Portfolio Manager, askpnvijay.com | Capital Expertise: Equity - Fundamental ,IPO

PN Vijay of askpnvijay.com explains on CNBC-TV18 that the market requires strength from positive events such as a strong credit policy and a turnaround in earnings from the hard-core manufacturing sector. Vijay adds Hindustan Unilever remains a strong favourite in his portfolio despite its attempt at transformation from a FMCG-brand company into one offering a considerable cosmetic range of products.

Sudarshan Sukhani of s2analytics.com adds that the Nifty at current levels was not an intraday reversal. He reiterates that the market is in a trading range and will be choppy and unpredictable. "The market is now retreating towards 6,000. It may not reach there but the retreat will continue. So traders have to be alert and take trades only at extremes, which means near 6,100."

Below is the edited transcript of  PN Vijay's analysis on CNBC-TV18

Q: A word on the markets. At these 6,100-levels, it seems like some fatigue has crept in. What is your prognosis going ahead?

A: It is a typical case of a risk-off trade. So far, there was a risk-on trade for the last few weeks which means that people are booking profits as they are getting a bit nervous about the continued quality of results because some of the results have slightly shaken up people especially Dish TV which used to be a punter’s favourite even though it was making a lot losses. But this is natural.

The market needs some extra strength to take it past 6,100. Going past 6,100 is not going to be easy. The support needs to come in the form of a good credit policy and strong earnings from the manufacturing sector. So far, Reliance has been a pleasant surprise and NTPC wasn't too bad. But we need hard-core manufacturing to report some sort of an official turnaround, otherwise the rally has the potential to fizzle out for sometime till pre-Budget at about 6,100.
------------------------------------
Exercise requirements:
A. Which companies are named in the market commentary, not counting the TV channel and the websites?
B. Print the passage of the market commentary between "Below is the" and "this is natural.", inclusive.
C. Write what comes next in the market commentary, picking up after its last sentence.

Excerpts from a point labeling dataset
------------------------------------
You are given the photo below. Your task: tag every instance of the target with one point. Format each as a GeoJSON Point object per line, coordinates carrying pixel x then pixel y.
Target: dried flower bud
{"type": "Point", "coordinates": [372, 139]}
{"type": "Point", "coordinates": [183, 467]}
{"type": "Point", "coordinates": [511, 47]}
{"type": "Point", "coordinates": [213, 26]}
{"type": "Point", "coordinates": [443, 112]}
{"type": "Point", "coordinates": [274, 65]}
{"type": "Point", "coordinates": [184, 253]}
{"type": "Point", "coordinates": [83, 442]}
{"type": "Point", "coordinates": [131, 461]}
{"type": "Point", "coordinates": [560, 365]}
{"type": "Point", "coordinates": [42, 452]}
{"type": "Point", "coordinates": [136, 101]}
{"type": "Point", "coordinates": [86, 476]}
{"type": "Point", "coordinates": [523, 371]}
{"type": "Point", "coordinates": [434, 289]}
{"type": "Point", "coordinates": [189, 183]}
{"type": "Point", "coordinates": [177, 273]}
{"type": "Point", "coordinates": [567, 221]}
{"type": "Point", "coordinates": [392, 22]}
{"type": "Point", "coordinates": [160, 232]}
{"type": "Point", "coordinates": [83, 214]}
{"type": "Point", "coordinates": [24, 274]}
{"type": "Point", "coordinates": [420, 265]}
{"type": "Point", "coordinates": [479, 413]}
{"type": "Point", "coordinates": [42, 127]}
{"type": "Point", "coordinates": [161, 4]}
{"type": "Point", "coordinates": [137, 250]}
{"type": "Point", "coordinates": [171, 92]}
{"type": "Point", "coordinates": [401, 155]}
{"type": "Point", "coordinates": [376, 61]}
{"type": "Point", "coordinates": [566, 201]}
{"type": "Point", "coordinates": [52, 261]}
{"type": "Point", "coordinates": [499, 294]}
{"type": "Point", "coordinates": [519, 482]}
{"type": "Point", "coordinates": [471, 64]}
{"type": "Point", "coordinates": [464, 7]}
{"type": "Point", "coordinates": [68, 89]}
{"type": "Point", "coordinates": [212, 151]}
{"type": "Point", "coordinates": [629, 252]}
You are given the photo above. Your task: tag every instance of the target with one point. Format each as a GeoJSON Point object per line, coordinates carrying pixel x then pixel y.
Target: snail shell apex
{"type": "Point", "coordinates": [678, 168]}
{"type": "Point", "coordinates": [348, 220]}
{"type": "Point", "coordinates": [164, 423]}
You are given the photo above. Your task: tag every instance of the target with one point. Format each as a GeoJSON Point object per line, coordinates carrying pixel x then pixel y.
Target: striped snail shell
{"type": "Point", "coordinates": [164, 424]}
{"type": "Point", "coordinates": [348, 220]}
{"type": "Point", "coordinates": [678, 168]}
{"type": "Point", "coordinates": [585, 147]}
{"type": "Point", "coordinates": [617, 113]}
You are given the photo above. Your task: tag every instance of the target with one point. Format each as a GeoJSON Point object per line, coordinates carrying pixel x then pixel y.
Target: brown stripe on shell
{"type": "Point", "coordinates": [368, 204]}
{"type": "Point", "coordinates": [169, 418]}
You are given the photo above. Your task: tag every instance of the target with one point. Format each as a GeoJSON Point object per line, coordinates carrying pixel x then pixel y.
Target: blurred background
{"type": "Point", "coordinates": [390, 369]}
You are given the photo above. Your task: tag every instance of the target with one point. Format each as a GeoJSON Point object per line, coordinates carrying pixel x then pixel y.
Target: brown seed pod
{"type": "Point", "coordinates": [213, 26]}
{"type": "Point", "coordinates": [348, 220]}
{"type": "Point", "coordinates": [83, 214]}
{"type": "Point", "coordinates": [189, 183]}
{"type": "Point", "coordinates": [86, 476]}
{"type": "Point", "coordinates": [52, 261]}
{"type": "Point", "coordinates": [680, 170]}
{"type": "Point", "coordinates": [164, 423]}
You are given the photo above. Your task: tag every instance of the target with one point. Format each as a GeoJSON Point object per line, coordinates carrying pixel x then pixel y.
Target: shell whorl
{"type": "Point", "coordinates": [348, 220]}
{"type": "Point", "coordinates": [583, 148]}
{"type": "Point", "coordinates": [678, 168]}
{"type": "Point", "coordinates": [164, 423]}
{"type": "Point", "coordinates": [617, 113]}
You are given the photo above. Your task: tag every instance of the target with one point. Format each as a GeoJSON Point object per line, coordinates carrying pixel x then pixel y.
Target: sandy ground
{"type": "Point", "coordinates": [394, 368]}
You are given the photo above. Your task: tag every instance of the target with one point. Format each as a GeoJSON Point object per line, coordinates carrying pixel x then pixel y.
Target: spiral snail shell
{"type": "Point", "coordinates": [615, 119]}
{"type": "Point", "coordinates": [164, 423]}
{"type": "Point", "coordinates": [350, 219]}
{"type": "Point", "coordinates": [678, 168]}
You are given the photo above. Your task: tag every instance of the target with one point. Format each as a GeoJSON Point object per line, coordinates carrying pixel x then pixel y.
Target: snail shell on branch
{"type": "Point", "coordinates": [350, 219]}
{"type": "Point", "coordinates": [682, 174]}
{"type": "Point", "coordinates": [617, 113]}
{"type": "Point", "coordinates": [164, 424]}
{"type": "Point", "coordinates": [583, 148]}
------------------------------------
Results:
A. Hindustan Unilever, Dish TV, Reliance, NTPC

B.
Below is the edited transcript of  PN Vijay's analysis on CNBC-TV18

Q: A word on the markets. At these 6,100-levels, it seems like some fatigue has crept in. What is your prognosis going ahead?

A: It is a typical case of a risk-off trade. So far, there was a risk-on trade for the last few weeks which means that people are booking profits as they are getting a bit nervous about the continued quality of results because some of the results have slightly shaken up people especially Dish TV which used to be a punter’s favourite even though it was making a lot losses. But this is natural.

C.
So, in my view the next 10 days, the manner in which the results pan out and what the Reserve Bank of India (RBI) announces are going to be extremely important or there may see a downward bias in the market.

Q: What is your expectation on what Hindustan Unilever's (HUL) results could deliver this quarter?

A: HUL will deliver pretty decent results. I expect decent year-on-year growth both in the top-line and bottom-line. Though there have been some cost issues in the FMCG sector, many of them have been able to pass on some of the prices. So, I am not unduly worried about HUL.

Whatever negative sentiment investors felt about the stock has already been factored into the price. I don't expect any damage to the stock post results and in fact if the results are decent like ITC 's, it could trigger a minor rally.

Q: What is your opinion with regards to the hike in gold import duty from 4 percent to 6 percent? Do you worry that the government will be not be able to achieve the current account deficit (CAD) target for FY13?

A: It is a positive that the government did not wait till the Budget and initiated the hike using the special executive powers that it has. The hike is positive as gold imports have contributed very substantially to CAD after oil imports.

Q: What do you make of the results as the valuations for HUL have come off quite a bit in the last two to three months after the management started to get cautious about volumes. The stock too has seen quite a bit of a slide. How much of the cautiousness has already been priced-in and how much incremental damage would you expect going ahead?

A: What I heard about volumes was not surprising at all because at every opportunity the management has been cautious about volume. To some extent, the desire to keep earnings before interest, taxes, depreciation, and amortization (EBITDA) good with higher pricing power and lower volumes is a good strategy.

I am not too worried that the volumes are slightly going down as long as the EBITDA margins are sustained. The 0.5-percent increase in royalty does not strike me as significant. Generally, the Indian consumer is getting more brand-conscious and is prepared to pay a bit more.

So, HUL which has been a commodity-leader in the FMCG segment is now trying to reinvent itself and position itself more as a cosmetics company. If there was selling of HUL shares, it would be because of high expectations and probably some level of position building. I would continue to buy HUL as a blue-chip to balance my portfolio on every decline.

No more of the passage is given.